***** EXERCISE MATERIALS

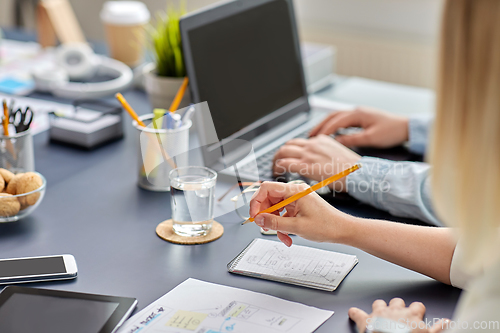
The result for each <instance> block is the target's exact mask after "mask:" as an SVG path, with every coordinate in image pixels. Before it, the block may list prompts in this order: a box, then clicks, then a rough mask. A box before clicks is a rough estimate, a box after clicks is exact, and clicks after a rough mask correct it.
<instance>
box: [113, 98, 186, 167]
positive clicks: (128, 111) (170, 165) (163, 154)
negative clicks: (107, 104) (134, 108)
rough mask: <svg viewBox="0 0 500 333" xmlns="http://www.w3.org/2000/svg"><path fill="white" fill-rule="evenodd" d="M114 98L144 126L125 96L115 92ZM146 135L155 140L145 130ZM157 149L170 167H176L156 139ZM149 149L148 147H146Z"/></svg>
mask: <svg viewBox="0 0 500 333" xmlns="http://www.w3.org/2000/svg"><path fill="white" fill-rule="evenodd" d="M115 97H116V99H117V100H118V101H119V102H120V104H121V105H122V106H123V108H124V109H125V110H127V112H128V114H129V115H130V116H131V117H132V119H134V120H135V121H136V122H137V123H138V124H139V125H141V126H142V127H146V124H144V122H143V121H142V120H140V119H139V116H138V115H137V113H135V111H134V109H132V107H131V106H130V104H128V102H127V101H126V100H125V97H123V95H122V94H120V93H117V94H116V95H115ZM146 135H147V136H148V138H149V139H150V140H156V139H155V138H154V136H153V134H151V133H147V132H146ZM156 147H157V149H159V150H160V153H161V155H162V156H163V159H165V161H167V162H168V164H170V166H171V167H172V169H176V168H177V165H176V164H175V162H174V161H173V160H172V159H171V158H170V156H169V155H168V154H167V152H166V151H165V149H163V147H162V145H161V143H160V140H159V139H158V146H156ZM148 150H149V148H148ZM142 171H144V166H143V167H142Z"/></svg>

**********

* YOUR TASK *
Rewrite the records from their start through the line with "negative clicks: (107, 104) (134, 108)", substituting "foreground clicks" for "positive clicks" and changing nothing else. Omit the pictures from your answer.

* YOUR SOLUTION *
The result for each <instance> block is the target's exact mask after "mask:" as an SVG path, with every coordinate in image pixels. Before it, the block may list prompts in this order: a box, then clicks, then a rough mask. A box before clicks is a rough estimate, a box after clicks is exact, and clicks after a rough mask correct it.
<instance>
box: [113, 98, 186, 167]
foreground clicks: (128, 111) (170, 165) (163, 154)
negative clicks: (107, 104) (134, 108)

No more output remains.